### GIVEN INFORMATION
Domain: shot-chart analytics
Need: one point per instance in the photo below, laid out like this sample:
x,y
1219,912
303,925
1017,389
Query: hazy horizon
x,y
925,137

### WHAT NEEDS TO BE DONE
I'd like every record written out exactly as given.

### RESPONSE TO THIS TASK
Domain: shot-chart analytics
Need: one point per instance in the photo below, laid out like this sample:
x,y
1219,912
303,925
1017,389
Query: hazy horizon
x,y
925,137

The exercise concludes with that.